(TEXTO):
+ + +
Antecipar a morte em Portugal
by Miguel RicouIdentificar pessoas que podem mudar de ideias, definir um período de espera diferenciado para doenças terminais e não terminais e perceber que condições pessoais podem potenciar o desejo de antecipar a morte são algumas das questões que devem ser acauteladas no âmbito da legislação sobre a morte antecipada.
Está em curso o processo de legalização da morte antecipada em Portugal, termo que considero bem mais rigoroso do que morte assistida para fazer referência à eutanásia e ao suicídio assistido.
+ + +
(ITENS APRESENTADOS):
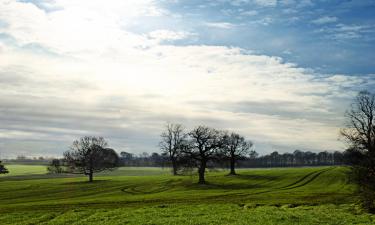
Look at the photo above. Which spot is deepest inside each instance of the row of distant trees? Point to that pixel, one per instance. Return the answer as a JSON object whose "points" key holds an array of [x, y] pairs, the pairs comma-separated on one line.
{"points": [[251, 160]]}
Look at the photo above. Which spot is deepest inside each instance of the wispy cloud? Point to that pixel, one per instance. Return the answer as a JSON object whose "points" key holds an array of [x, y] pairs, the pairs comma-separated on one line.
{"points": [[221, 25], [325, 20], [93, 68]]}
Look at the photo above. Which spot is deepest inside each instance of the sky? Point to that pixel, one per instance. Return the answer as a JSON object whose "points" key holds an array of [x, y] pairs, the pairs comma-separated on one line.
{"points": [[282, 73]]}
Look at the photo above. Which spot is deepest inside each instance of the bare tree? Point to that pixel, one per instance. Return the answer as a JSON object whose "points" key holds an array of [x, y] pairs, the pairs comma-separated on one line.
{"points": [[55, 166], [204, 145], [360, 135], [235, 147], [89, 155], [173, 138], [3, 170]]}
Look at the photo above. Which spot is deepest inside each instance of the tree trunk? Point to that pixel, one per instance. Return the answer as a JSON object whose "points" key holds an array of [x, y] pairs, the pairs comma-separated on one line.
{"points": [[201, 171], [91, 177], [174, 167], [232, 165]]}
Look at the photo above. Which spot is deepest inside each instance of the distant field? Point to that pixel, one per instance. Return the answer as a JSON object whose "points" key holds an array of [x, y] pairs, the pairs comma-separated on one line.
{"points": [[19, 170], [320, 195]]}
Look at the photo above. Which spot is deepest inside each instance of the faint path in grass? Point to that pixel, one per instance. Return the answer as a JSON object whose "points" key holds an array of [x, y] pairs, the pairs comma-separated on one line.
{"points": [[306, 179]]}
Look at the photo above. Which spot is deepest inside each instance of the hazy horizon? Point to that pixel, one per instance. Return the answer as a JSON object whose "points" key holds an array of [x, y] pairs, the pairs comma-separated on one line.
{"points": [[279, 72]]}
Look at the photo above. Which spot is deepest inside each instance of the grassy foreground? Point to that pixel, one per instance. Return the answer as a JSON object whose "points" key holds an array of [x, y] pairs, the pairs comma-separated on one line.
{"points": [[151, 196]]}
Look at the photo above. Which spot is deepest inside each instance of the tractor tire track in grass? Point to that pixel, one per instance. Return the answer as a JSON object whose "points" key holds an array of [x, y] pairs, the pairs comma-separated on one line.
{"points": [[306, 179]]}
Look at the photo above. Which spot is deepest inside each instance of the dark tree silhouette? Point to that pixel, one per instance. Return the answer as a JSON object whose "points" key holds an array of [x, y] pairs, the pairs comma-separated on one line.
{"points": [[55, 166], [360, 135], [234, 148], [173, 139], [3, 170], [204, 145], [89, 155]]}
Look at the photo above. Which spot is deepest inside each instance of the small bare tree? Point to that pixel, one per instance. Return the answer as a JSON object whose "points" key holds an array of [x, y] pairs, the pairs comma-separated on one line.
{"points": [[235, 147], [360, 135], [204, 146], [89, 155], [173, 139]]}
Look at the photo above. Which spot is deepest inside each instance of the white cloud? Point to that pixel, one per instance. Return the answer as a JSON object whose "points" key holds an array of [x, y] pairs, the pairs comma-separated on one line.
{"points": [[221, 25], [168, 35], [325, 20], [100, 78]]}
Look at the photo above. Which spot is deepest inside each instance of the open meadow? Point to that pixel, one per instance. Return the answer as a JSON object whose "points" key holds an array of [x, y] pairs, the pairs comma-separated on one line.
{"points": [[320, 195]]}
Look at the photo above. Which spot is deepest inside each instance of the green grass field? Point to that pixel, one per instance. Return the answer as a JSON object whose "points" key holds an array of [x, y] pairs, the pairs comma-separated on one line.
{"points": [[320, 195]]}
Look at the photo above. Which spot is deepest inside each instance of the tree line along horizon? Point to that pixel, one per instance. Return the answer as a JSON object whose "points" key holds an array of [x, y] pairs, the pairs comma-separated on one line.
{"points": [[204, 147]]}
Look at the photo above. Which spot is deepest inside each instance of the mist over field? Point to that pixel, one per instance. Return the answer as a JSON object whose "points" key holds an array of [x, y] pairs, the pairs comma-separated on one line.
{"points": [[187, 112]]}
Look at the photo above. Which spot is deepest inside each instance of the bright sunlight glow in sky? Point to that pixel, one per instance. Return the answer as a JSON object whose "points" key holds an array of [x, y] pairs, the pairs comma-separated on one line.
{"points": [[280, 72]]}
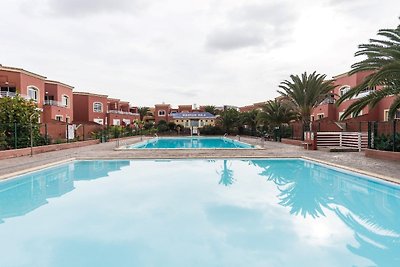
+ + +
(O QUE SE PEDE):
1. No texto sobre a morte antecipada em Portugal, que termo é apontado como mais rigoroso do que "morte assistida" para designar a eutanásia e o suicídio assistido?
2. Transcreva do texto sobre a morte antecipada em Portugal todo o trecho que vai de "Antecipar a morte em" até "ao suicídio assistido.".
3. Prolongue o texto sobre a morte antecipada em Portugal a partir do ponto em que ele termina.

(RESPOSTAS):
1. O termo "morte antecipada".

2.
Antecipar a morte em Portugal
by Miguel RicouIdentificar pessoas que podem mudar de ideias, definir um período de espera diferenciado para doenças terminais e não terminais e perceber que condições pessoais podem potenciar o desejo de antecipar a morte são algumas das questões que devem ser acauteladas no âmbito da legislação sobre a morte antecipada.
Está em curso o processo de legalização da morte antecipada em Portugal, termo que considero bem mais rigoroso do que morte assistida para fazer referência à eutanásia e ao suicídio assistido.

3.
Tenho, no âmbito do meu trabalho na Faculdade de Medicina do Porto e da coordenação da “Plataforma Europeia Wish to Die”, publicado em co-autoria um conjunto de artigos sobre o tema. O objetivo é trazer a ciência médica e psicológica para o debate. Sempre mantive a expetativa que o nosso papel, como representantes da ciência, seria o de contribuir para as escolhas que fazemos enquanto sociedade. Contudo, neste tema da morte antecipada, tais contributos nem sempre são bem recebidos. Na verdade, fica a sensação que as pessoas esperam um “sou a favor” ou “sou contra”, quando nada, ou muito pouco, na vida dos adultos pode assumir tal dicotomia. Poder-se-á argumentar que é necessário tomar uma decisão, que a lei terá que permitir ou não permitir que alguém possa ser ajudado a morrer a seu pedido. Sendo verdadeiro o argumento, não pode ser escamoteado que a resposta ao mesmo será sempre pouco fiável se não forem compreendidas as implicações que as opções encerram. E é aqui que entra a ciência, muito mais do que as crenças e as ideologias.
Limitar a discussão a dois argumentos é seguramente redutor e, mais do que isso, polariza a discussão dificultando soluções mais equilibradas. Dizem-nos que o que está em causa é a pessoa poder decidir sobre a sua própria vida, por um lado, e a inviolabilidade da vida pelo outro. Tais afirmações serão justificáveis a partir de crenças, mas nunca a partir de uma perspetiva que se foque no melhor interesse das pessoas.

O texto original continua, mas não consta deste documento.